For many of the older souls like Mr Gidey, the exodus is all too familiar. Dozens, probably hundreds, of refugees are returning to a desolate land they lived in for years previously during the turbulent 1974-87 rule of the Derg junta, Ethiopia’s ruthless Marxist dictatorship.

The Marxist-Leninist policies and mass-murdering death squads of the Derg’s leader Mengistu Haile Mariam helped create one of the most appalling humanitarian crises in modern history.

An Ethiopian family walks through the dusty environment that surrounds the town of Hamdayet - Joost Bastmeijer 
An Ethiopian family walks through the dusty environment that surrounds the town of Hamdayet - Joost Bastmeijer

From 1983 to 1985, Mengistu’s scorched earth campaign against the guerrilla fighters of the Tigray People’s Liberation Front (TPLF) and a massive drought unleashed a biblical famine on the country, killing anywhere from 200,000 to 1.5 million people.

Hundreds of thousands of people fled the murderous security forces and hunger. Photos of the emaciated children were broadcast around the world and drove rockstars like Bob Geldof to launch LiveAid in 1985. 

Some of the refugees fleeing Mr Abiy’s brutal military push today are walking the same paths trodden by those refugees.

Many carry little more than the clothes on their backs and their official papers. One young woman said that she had to flee the fighting so quickly that she left naked.

One 55-year-old man at the border, Mr Gebiezier from the city of Mai-Kadra, was arrested by the Derg regime in 1985 but managed to escape into Sudan where he lived for seven years in exile.

When asked how he felt about returning to Um-Rakoba camp, his shoulders slump dejectedly. “I’d rather come here than die there,” he said.

An envoy of African Union officials met with Mr Abiy this week in an attempt to help mediate in the conflict as the federal government prepares to attack Mekelle, Tigray’s regional capital of 500,000 people. Rights groups have warned that the assault could constitute a war crime.

In a statement following the meeting, Mr Abiy said only that the government was committed to the "protection and security of civilians", with no mention of talks with the TPLF to end the fighting.

Task - List every person named in the text about Ethiopian refugees, in the order in which they first appear.

Data excerpts -

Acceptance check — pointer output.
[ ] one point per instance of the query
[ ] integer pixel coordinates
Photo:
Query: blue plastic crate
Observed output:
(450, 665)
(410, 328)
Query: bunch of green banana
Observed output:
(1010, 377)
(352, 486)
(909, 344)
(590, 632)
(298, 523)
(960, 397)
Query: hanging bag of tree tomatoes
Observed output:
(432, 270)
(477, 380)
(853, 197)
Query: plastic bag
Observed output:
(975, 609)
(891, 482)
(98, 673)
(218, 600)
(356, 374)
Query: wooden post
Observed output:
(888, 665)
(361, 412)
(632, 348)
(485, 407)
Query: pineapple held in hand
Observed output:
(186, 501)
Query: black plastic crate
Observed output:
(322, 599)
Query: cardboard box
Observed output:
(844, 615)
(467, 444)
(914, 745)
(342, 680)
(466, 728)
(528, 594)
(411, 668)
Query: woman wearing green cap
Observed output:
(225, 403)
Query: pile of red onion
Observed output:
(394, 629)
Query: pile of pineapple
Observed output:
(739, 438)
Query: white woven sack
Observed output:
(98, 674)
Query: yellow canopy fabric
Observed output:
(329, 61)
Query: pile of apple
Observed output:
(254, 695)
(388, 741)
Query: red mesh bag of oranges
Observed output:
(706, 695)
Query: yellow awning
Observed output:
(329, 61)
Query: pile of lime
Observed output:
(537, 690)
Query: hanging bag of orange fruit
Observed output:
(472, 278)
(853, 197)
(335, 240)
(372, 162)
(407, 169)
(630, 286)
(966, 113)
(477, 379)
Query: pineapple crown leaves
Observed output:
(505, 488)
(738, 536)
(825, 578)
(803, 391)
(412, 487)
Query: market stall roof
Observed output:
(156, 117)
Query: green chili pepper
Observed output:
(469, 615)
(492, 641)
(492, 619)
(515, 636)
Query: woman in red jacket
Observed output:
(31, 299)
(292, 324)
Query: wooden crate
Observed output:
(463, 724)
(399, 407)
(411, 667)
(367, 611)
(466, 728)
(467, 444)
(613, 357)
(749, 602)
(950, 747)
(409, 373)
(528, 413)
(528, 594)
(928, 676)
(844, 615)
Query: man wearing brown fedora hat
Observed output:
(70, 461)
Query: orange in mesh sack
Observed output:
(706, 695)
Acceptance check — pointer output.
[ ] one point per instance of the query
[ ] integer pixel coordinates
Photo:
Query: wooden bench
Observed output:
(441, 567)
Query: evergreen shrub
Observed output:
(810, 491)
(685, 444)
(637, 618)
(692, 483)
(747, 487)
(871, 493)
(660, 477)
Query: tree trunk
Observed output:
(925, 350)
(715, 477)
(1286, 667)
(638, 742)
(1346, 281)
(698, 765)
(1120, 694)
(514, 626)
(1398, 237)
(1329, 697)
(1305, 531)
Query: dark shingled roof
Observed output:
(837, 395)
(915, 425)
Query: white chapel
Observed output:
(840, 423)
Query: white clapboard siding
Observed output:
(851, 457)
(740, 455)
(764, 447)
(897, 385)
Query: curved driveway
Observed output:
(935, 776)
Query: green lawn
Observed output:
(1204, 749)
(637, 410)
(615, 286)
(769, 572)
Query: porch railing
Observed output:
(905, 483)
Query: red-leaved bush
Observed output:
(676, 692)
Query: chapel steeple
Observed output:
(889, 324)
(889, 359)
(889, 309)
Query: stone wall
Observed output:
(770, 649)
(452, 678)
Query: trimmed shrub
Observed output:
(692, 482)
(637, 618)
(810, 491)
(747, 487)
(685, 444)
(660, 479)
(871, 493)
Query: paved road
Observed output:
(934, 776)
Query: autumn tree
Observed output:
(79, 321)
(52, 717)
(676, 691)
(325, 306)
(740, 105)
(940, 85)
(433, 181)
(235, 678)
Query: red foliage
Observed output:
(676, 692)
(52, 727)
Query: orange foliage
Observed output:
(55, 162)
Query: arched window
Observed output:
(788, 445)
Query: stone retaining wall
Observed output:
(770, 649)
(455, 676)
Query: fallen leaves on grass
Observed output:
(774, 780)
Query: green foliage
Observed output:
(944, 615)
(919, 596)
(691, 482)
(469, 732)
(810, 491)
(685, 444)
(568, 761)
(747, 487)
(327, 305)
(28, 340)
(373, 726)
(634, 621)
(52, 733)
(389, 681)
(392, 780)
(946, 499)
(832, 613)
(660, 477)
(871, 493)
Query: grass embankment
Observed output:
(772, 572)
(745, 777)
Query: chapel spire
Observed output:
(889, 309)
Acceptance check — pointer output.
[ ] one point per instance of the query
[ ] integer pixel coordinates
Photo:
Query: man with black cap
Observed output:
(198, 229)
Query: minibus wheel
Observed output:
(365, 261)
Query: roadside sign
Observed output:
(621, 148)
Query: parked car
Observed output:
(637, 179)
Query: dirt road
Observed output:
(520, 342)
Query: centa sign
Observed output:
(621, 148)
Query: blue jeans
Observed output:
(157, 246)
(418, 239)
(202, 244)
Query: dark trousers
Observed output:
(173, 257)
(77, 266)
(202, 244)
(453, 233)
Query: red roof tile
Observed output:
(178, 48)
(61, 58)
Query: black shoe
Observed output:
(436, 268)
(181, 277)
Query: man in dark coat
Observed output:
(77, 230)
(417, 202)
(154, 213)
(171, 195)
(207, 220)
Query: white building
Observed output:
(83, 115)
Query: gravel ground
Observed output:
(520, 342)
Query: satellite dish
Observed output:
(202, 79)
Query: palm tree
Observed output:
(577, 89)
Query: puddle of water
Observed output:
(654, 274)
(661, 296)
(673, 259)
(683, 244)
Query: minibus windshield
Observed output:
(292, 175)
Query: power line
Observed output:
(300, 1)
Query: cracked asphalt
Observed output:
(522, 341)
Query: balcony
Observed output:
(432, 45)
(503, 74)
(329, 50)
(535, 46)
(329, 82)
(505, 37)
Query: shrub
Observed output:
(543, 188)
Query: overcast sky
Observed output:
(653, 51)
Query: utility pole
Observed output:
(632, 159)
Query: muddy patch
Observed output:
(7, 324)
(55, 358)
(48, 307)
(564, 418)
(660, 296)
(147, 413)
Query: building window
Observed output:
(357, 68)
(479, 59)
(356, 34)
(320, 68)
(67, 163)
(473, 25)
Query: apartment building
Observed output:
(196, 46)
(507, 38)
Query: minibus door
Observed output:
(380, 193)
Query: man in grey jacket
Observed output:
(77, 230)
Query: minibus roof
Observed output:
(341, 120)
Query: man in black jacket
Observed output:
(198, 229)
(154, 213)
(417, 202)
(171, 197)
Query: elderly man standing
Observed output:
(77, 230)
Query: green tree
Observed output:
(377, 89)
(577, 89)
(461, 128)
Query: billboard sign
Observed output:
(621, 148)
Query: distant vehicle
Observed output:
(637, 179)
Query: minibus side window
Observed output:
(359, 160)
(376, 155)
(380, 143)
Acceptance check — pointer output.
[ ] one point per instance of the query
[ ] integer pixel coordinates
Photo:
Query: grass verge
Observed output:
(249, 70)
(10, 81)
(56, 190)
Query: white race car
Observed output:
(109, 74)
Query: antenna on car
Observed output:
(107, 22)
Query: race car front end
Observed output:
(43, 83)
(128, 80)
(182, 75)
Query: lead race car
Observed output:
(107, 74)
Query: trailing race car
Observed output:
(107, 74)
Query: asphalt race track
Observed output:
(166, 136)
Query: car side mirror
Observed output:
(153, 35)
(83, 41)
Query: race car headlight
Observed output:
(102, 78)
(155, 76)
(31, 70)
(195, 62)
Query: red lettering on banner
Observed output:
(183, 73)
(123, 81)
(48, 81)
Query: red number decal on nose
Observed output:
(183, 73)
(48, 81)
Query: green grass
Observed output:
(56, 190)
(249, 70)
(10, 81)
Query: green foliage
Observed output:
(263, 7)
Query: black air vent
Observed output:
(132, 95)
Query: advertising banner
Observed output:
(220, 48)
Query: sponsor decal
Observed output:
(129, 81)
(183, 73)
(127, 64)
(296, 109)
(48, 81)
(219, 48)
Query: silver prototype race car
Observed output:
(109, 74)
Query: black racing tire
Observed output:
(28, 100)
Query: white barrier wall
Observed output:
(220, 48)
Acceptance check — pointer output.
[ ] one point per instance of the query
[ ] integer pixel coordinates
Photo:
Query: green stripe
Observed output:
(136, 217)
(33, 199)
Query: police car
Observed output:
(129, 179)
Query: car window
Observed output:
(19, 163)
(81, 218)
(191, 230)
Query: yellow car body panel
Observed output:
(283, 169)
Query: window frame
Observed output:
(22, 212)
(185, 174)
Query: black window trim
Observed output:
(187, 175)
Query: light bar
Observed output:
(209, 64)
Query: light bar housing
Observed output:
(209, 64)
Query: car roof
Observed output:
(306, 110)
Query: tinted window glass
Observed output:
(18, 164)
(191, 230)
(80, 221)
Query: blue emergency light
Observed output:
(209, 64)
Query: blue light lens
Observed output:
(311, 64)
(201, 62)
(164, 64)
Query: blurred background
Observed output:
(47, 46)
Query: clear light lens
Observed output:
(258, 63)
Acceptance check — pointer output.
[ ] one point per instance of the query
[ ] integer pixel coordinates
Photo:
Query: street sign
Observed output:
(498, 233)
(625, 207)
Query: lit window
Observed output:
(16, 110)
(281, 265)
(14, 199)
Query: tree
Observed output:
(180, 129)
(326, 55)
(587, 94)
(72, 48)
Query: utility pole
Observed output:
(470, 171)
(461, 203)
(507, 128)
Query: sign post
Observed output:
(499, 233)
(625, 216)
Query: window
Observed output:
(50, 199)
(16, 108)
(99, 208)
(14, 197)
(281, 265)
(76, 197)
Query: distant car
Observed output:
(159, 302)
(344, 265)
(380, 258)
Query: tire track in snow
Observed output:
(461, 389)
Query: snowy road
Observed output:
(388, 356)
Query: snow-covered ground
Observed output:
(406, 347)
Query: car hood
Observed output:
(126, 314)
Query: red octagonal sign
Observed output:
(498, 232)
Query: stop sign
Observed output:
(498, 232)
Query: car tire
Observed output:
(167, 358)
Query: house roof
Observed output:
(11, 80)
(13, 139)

Exercise output -
Mr Gidey
Mengistu Haile Mariam
Joost Bastmeijer
Bob Geldof
Mr Abiy
Mr Gebiezier